───── TEXT TO READ
Use an Erdős–Rényi baseline $G(n,p)$ with edge probability $p$ .
We convert the divergence to bits by using the log-2 operation: $L(G[S]\mid p)=-\left[m\log_2 p+(M_S-m)\log_2(1-p)\right].$

Computing the Divergence Between Local and Global Densities.

Let $p_{\text{global}}$ be the global edge-density baseline and $p_{\text{local}}=m/M_S$ the local fit.
Define penalized divergence as $\Delta L_{\text{ER}}(G[S])=L(G[S]\mid p_{\text{global}})-\Big[L(G[S]\mid p_{\text{local}})+\tfrac12\log_2 M_S\Big].$
We report normalized variants (e.g., per potential edge) when comparing across radii/cities.

Generating IQ Profiles over Iterative Traversals.

We use the same ER MDL measurements defined in the Introduction, $\mathrm{IQ}(r)=\mathbb{E}\!\left[\frac{1}{M_r}\,\Delta L_{\text{ER}}(G_r(v))\right],$ where expectation is approximated by random seed-node sampling.

Validating the Divergence Measure on Synthetic Networks.

Before testing on road networks, we validate the measure on simulated networks of known models. This is to make sure it can detect the various kinds of structure that distinguish network models.
To compute uncertainty measurements, we perform node subsampling over a series ( $n=500$ ) of seed nodes. This also alleviates the issue of working with a single possible city network: it becomes difficult to run simulations of multiple trials.

Absolute vs. Relative Description Length

A dense subgraph is not necessarily complex. Density is not structure. We have to distinguish between the two, and we do this by computing not one estimate of minimum description length, but two.

The “baseline” is the divergence of the model when fit to the entire network. We call this the global baseline because it describes the network when considered as a whole.

We contrast this with an MDL estimate that is specifically local in scope, called our local intervention. The local minimum description length is that of a model when fit to an induced ego-graph

Naively, the local model always fits better since it is optimized for that particular subgraph. And to encode the length of the model parameters itself, we add a normalization term. This penalizes the model for its complexity—every additional parameter incurs a cost. This ensures the model doesn’t simply fit to the exact subgraph.

Using the standard stochastic complexity with a penalty for model description length (one parameter, sample size $M_S$ ): $L_{\text{local}}(G[S]) \approx -\log_2 P(G[S]\mid p_{\text{local}}) + \tfrac{1}{2}\log_2 M_S.$

And then we have everything we need to create a normalized estimator. Not only does it involve the model description length, but ensure the model doesn’t encode the observed dataset in its entirety. The penalized MDL divergence is then:

$\Delta L_{\text{ER}}(G[S]) = L(G[S]\mid p_{\text{global}}) - \Big[ L(G[S]\mid p_{\text{local}}) + \tfrac{1}{2}\log_2 M_S \Big].$

Interpretation: Not only are we interested in the pure MDL of the network (whose minimal absolute description encodes the entire network), but an MDL measure that penalizes the complexity of our model.
──────────
───── ENTRIES SHOWN
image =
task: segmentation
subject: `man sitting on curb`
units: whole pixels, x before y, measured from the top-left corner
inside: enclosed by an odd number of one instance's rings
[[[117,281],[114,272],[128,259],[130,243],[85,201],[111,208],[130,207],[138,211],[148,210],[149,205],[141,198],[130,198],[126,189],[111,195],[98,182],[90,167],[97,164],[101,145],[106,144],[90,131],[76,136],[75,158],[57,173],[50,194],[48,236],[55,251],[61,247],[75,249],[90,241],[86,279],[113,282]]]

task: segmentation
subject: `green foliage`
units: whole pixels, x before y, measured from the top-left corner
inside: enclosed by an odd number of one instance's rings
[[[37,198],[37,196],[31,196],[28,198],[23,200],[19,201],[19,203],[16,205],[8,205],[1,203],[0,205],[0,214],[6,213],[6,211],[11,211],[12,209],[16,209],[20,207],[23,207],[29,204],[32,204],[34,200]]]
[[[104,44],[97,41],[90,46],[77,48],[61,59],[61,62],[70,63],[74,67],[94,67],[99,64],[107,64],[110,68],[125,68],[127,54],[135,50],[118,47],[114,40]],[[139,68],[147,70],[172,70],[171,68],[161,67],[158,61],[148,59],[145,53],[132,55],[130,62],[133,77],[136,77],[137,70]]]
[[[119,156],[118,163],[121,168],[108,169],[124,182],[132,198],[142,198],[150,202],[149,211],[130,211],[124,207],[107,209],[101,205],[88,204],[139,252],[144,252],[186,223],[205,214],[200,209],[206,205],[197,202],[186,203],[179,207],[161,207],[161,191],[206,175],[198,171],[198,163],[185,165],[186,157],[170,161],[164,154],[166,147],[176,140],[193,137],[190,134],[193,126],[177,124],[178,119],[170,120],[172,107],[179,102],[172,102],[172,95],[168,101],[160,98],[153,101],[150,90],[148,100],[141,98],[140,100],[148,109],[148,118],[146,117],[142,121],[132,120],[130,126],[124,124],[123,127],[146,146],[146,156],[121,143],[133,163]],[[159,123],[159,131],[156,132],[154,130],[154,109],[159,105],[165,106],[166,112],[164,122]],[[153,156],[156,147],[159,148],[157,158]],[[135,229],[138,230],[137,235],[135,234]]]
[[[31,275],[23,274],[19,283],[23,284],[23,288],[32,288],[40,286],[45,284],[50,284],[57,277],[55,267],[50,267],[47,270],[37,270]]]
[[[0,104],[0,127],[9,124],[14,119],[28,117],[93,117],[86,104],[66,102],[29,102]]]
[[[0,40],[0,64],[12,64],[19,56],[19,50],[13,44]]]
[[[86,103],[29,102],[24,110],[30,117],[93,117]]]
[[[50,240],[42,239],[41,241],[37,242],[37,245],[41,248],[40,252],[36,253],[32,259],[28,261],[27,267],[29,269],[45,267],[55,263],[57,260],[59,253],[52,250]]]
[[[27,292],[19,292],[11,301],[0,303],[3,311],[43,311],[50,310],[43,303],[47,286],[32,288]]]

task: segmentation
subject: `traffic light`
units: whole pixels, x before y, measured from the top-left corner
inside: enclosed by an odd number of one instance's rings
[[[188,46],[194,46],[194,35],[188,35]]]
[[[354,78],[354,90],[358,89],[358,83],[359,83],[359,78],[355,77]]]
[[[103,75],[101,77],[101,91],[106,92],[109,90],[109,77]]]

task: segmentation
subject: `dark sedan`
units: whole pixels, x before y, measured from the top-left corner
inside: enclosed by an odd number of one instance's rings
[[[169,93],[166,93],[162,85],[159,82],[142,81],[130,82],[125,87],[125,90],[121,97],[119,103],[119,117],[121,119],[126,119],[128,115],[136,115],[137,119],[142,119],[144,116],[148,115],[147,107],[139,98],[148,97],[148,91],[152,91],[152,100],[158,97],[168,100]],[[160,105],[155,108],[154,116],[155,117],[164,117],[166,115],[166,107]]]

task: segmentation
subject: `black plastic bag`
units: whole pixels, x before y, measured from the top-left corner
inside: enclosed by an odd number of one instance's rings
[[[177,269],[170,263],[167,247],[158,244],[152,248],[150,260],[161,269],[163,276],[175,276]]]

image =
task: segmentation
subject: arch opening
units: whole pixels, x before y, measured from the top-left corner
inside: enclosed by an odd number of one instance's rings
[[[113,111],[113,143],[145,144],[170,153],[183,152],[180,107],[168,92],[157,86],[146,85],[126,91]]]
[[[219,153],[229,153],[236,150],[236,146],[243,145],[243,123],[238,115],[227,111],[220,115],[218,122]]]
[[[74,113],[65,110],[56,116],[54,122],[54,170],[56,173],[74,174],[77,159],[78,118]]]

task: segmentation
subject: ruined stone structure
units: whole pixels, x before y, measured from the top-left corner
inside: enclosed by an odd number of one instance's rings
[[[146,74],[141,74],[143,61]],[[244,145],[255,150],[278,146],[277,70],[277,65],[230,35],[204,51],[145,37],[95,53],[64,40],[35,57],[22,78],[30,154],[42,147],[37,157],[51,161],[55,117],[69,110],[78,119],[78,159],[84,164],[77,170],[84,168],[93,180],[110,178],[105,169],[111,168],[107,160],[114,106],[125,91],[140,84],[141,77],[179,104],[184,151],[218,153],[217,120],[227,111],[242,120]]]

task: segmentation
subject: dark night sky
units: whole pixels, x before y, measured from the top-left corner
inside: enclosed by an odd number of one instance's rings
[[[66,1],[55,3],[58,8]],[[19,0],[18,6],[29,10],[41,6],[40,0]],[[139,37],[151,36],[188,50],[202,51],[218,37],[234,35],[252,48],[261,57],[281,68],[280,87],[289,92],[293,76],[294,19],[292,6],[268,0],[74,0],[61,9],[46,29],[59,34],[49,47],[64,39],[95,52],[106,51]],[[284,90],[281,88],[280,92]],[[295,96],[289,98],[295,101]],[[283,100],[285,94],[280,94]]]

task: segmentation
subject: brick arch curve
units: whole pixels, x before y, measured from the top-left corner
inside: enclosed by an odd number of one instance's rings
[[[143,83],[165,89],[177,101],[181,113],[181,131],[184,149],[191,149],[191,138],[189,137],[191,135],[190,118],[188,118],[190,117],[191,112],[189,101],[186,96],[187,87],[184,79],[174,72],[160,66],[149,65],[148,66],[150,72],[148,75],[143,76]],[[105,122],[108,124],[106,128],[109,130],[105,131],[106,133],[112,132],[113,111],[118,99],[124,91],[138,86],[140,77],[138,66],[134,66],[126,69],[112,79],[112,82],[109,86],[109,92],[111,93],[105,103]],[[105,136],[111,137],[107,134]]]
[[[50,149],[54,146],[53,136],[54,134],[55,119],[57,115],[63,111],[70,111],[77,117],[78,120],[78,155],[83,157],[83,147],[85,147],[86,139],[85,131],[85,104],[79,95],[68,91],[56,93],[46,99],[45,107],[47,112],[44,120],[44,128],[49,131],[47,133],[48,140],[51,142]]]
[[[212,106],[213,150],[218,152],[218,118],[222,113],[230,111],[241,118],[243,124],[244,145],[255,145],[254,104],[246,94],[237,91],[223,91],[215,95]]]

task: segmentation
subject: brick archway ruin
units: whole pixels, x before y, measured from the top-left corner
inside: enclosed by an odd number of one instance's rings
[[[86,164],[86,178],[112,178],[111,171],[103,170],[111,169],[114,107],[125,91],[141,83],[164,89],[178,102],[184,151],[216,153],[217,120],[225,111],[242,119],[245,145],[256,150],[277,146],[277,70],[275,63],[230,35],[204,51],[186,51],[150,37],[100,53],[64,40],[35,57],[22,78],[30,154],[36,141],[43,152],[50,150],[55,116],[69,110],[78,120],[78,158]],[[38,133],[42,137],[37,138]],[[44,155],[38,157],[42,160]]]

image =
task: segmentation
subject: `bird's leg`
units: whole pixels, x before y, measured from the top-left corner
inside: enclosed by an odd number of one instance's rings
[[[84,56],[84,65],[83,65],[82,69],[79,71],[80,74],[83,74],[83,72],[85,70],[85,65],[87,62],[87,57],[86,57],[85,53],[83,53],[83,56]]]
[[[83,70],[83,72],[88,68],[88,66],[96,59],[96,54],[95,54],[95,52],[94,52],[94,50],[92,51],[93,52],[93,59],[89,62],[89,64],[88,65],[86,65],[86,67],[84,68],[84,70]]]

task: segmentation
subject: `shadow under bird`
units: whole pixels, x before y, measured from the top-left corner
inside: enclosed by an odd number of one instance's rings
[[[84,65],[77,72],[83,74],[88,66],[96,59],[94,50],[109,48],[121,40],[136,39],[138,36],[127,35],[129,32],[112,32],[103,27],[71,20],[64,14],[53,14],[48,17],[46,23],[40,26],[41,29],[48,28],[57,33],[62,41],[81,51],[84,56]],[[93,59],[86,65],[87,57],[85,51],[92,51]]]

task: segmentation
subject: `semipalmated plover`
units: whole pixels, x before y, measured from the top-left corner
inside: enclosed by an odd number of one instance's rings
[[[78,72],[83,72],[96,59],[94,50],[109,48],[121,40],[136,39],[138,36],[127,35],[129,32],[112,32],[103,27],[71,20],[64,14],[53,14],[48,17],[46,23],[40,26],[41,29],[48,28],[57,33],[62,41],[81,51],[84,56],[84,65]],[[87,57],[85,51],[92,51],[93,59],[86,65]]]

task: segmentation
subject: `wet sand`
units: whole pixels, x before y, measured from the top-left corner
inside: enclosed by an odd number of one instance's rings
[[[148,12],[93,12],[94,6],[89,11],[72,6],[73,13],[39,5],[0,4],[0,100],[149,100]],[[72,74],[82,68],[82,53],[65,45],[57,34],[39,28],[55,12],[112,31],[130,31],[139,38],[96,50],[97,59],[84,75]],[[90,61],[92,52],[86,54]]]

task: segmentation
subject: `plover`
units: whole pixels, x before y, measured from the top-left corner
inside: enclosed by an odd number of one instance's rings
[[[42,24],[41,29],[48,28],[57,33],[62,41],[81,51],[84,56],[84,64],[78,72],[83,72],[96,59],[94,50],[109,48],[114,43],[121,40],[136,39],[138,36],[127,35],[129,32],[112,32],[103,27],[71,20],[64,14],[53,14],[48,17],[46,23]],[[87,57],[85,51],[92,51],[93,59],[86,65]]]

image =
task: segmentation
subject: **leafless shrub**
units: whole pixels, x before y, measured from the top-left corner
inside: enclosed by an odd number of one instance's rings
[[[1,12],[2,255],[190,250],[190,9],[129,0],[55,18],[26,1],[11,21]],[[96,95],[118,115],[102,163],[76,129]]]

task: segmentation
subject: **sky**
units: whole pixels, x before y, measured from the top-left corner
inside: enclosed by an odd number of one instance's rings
──────────
TASK LIST:
A) Answer these from the network description-length text:
(i) Over how many seed nodes is node subsampling performed to compute uncertainty measurements?
(ii) What does the global baseline describe?
(iii) How is the expectation in the IQ profile approximated?
B) From the network description-length text, extract the passage that begins with the words "We use the same" and ends with "distinguish network models.".

RESULTS:
A)
(i) 500 seed nodes.
(ii) The network when considered as a whole.
(iii) By random seed-node sampling.

B)
We use the same ER MDL measurements defined in the Introduction, $\mathrm{IQ}(r)=\mathbb{E}\!\left[\frac{1}{M_r}\,\Delta L_{\text{ER}}(G_r(v))\right],$ where expectation is approximated by random seed-node sampling.

Validating the Divergence Measure on Synthetic Networks.

Before testing on road networks, we validate the measure on simulated networks of known models. This is to make sure it can detect the various kinds of structure that distinguish network models.